- Text section:
* Start *

1. Take the heat out of inflationary periods by taxing more, running a surplus and raising interest rates.

2. Take the sting out of a recession by borrowing and spending more and BoE cuts interest rates.

This combination of fiscal and monetary policies is described as COUNTER-CYCLICAL action – it irons out the effects of booms and busts, which makes UK PLC more efficient because it prevents the worst excesses at either end of the cycle – Brown’s gold rule was that the surpluses and deficits should balance each other out over the cycle – “prudence” in his own words – but IMHO he didn’t change this rule – the whole rulebook of the global economic game were changed overnight and he was powerless to do anything about it.

What happened to cause this – and was Brown to blame for it?

Firstly, the economy was going into a mild recession – then the world’s banking system self-destructed overnight and there was a huge risk of the commercial banking sector disappearing. This was caused by a number of factors virtually exclusively from the USA – sub-prime mortgages and worthless paper dressed up as “special financial vehicles” – i.e. a massive con trick – suddenly Leaman Bros et al were caught out and had to realise these huge loses and went bust.

What should the UK government do?

Firstly UK PLC invested vast sums in buying equity in the banks to recapitalise them – the alternative? No banks, deposits disappear, unforseen collapses in companies suddenly without credit or access to their money – back to bartering until a new state bank could be established – the choice to prop the commercial ubanks p was the least worst option – and we can sell UK PLC’s stockholding in the banks at a later date – currently showing a healthy profit.

The paralysis of the banks resulted in the credit squeeze – no money to lend, so no money to borrow. The effect of the credit tap being turned off was a sharp fall in demand – and a recession heading for a global slump.

What should government do now?

Counter-cyclical doctrine and the experience of the Great Depression of the 1930s tells us that governments need to inject demand into the gloal and domestic economy to stop it going off a cliff – this means borrowing and spending.

The difference in this case was the scale of the borrowing – add in the bank recapitalisation and the stimulus package and critics are right in saying it’s a record.

Where they are wrong is that you cannot view the bank recapitalisation as the same thing as running a “normal” deficit – for start there is an ASSET there which can be sold – bank shares – and unlike hiring a council worker or commissioning a new road, the bank holdings can be unravelled and the borrowing repaid without recourse to tax rises of spending cuts.

If you blame Brown for all this you are simply shooting the messenger – he had nothing to do with the credit crisis and if he hadn’t recapitalised the banks, then god help us.

These figures mark the end of the benefit of the stimulus package Alistair Darling put in place – but we are about to feel thev full force of the “negative stimulus” of the spending cuts which are yet to bite – and as Stephanie Flanders points out, the rest of the world economy is squeezing us harder than George Osborne.

* End *

- Excerpted data:
* Start *

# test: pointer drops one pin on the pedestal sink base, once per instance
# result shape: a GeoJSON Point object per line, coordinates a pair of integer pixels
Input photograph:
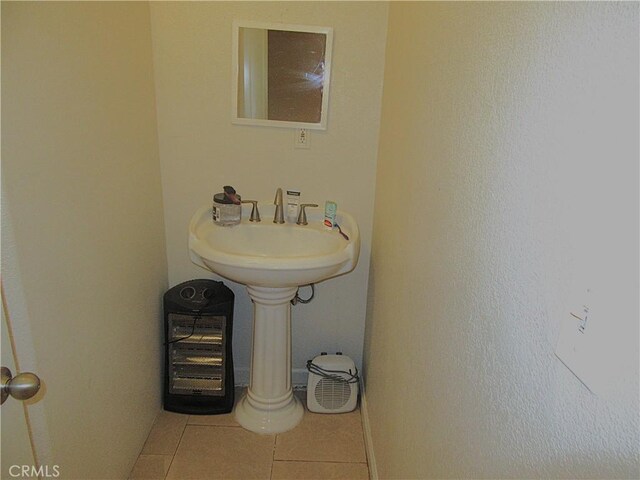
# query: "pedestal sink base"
{"type": "Point", "coordinates": [267, 421]}
{"type": "Point", "coordinates": [269, 405]}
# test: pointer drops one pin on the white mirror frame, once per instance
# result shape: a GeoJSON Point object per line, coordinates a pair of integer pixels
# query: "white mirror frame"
{"type": "Point", "coordinates": [328, 31]}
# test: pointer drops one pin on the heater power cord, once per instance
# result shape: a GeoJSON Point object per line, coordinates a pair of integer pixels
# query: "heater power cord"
{"type": "Point", "coordinates": [338, 375]}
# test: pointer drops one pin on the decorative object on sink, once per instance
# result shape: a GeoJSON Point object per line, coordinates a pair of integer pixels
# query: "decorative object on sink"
{"type": "Point", "coordinates": [281, 74]}
{"type": "Point", "coordinates": [273, 260]}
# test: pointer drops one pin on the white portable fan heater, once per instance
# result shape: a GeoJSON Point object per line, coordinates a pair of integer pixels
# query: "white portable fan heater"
{"type": "Point", "coordinates": [332, 385]}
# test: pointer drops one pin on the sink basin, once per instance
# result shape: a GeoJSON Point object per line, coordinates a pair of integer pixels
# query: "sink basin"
{"type": "Point", "coordinates": [266, 254]}
{"type": "Point", "coordinates": [272, 260]}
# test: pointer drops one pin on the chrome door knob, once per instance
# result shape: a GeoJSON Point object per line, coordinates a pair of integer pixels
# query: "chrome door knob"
{"type": "Point", "coordinates": [21, 387]}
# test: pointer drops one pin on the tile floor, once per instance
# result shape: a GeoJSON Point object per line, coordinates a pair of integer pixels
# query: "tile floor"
{"type": "Point", "coordinates": [184, 447]}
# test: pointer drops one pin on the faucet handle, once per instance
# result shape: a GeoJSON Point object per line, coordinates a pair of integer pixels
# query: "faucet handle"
{"type": "Point", "coordinates": [302, 216]}
{"type": "Point", "coordinates": [255, 214]}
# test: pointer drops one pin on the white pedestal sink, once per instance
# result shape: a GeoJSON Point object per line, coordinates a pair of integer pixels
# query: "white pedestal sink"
{"type": "Point", "coordinates": [272, 260]}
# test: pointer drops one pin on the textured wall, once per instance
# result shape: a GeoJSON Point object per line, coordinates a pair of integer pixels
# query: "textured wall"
{"type": "Point", "coordinates": [508, 172]}
{"type": "Point", "coordinates": [200, 150]}
{"type": "Point", "coordinates": [83, 253]}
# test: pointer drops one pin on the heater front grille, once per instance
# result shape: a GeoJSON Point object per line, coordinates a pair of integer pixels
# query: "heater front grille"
{"type": "Point", "coordinates": [196, 354]}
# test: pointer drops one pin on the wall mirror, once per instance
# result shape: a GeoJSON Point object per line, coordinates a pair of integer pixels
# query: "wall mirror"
{"type": "Point", "coordinates": [281, 75]}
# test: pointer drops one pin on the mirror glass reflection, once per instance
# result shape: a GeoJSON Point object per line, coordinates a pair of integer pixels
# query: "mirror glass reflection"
{"type": "Point", "coordinates": [281, 75]}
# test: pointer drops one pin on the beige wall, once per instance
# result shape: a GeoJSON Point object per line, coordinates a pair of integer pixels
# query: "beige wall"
{"type": "Point", "coordinates": [200, 150]}
{"type": "Point", "coordinates": [509, 141]}
{"type": "Point", "coordinates": [83, 249]}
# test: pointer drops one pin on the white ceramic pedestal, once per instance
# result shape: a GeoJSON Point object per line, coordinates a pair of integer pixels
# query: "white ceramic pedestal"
{"type": "Point", "coordinates": [269, 405]}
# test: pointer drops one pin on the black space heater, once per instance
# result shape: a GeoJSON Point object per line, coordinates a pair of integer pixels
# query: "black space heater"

* End *

- Directions: Name every person mentioned in the text on UK economic policy.

- Right answer: Brown, Alistair Darling, Stephanie Flanders, George Osborne